◆ What you are asked to do
Could you quote the lines below word for word, starting at the line that has "the adult man?" and stopping after the line that has "49,46 -> 131,335", with any pictures left out?

◆ Data section
——————

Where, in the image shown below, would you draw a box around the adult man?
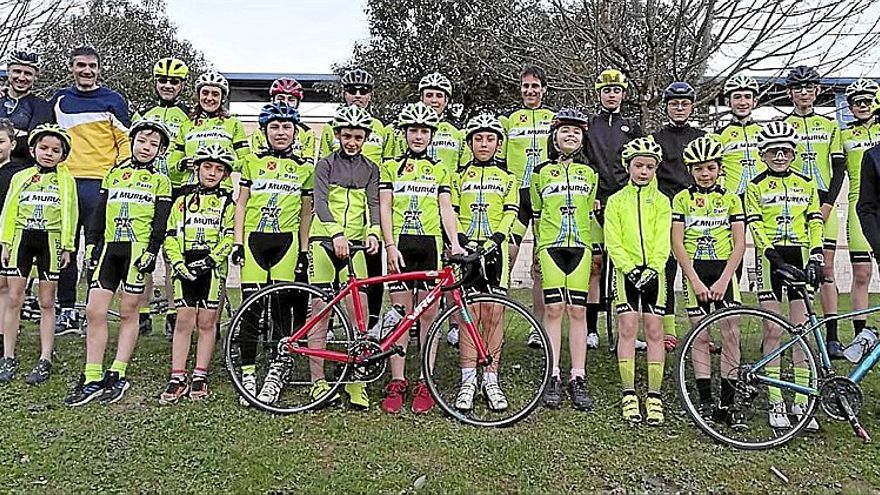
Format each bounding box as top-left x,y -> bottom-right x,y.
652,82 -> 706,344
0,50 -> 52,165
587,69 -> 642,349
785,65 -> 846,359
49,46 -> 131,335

——————

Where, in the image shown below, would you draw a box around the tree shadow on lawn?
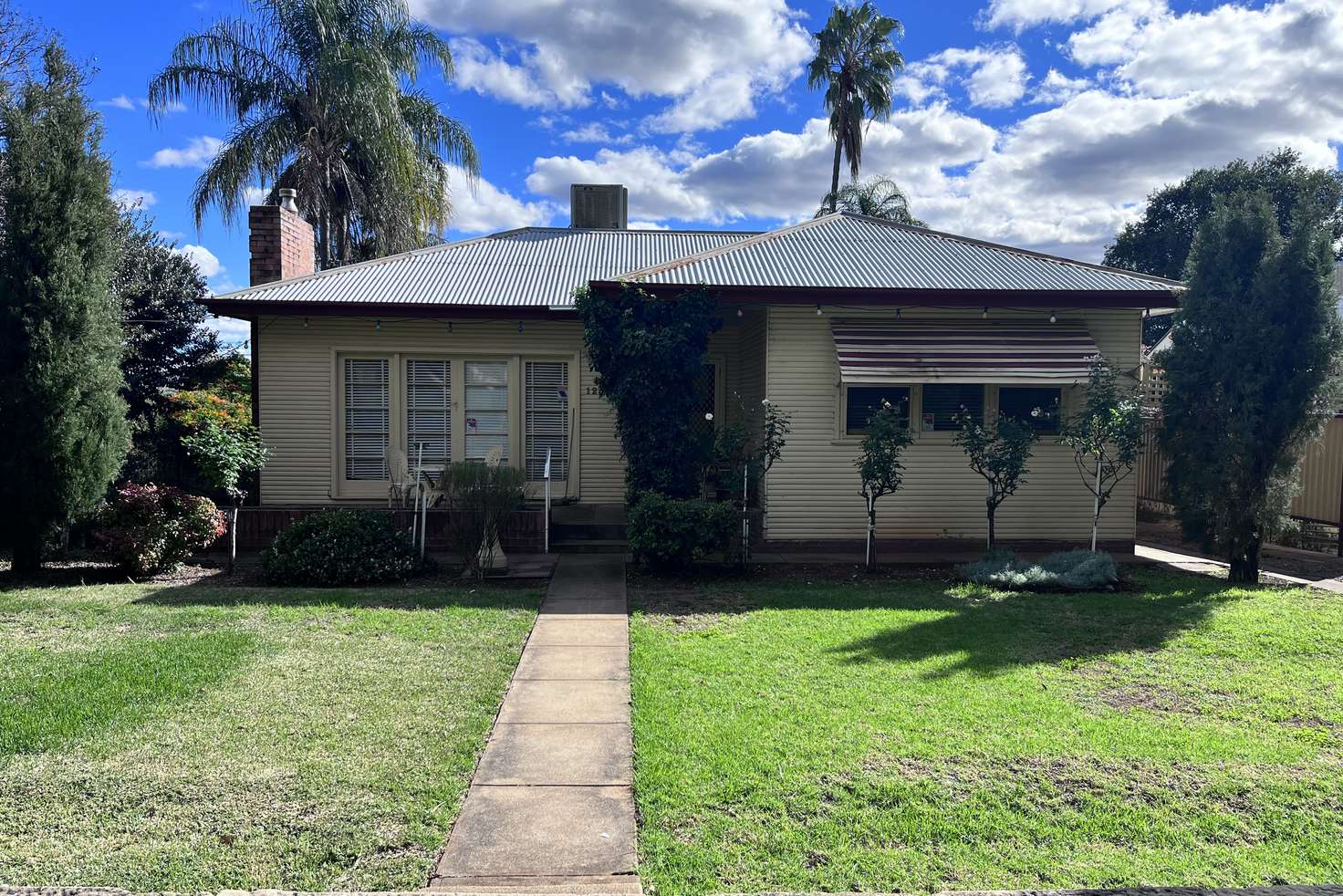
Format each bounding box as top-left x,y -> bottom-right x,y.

——————

◆ Answer for the task
Where, in the image shown below, would you draw a box around the adult man?
Format each bounding box as top-left x,y -> bottom-right x,y.
652,82 -> 706,344
0,50 -> 52,165
587,69 -> 642,349
785,65 -> 846,359
49,46 -> 131,335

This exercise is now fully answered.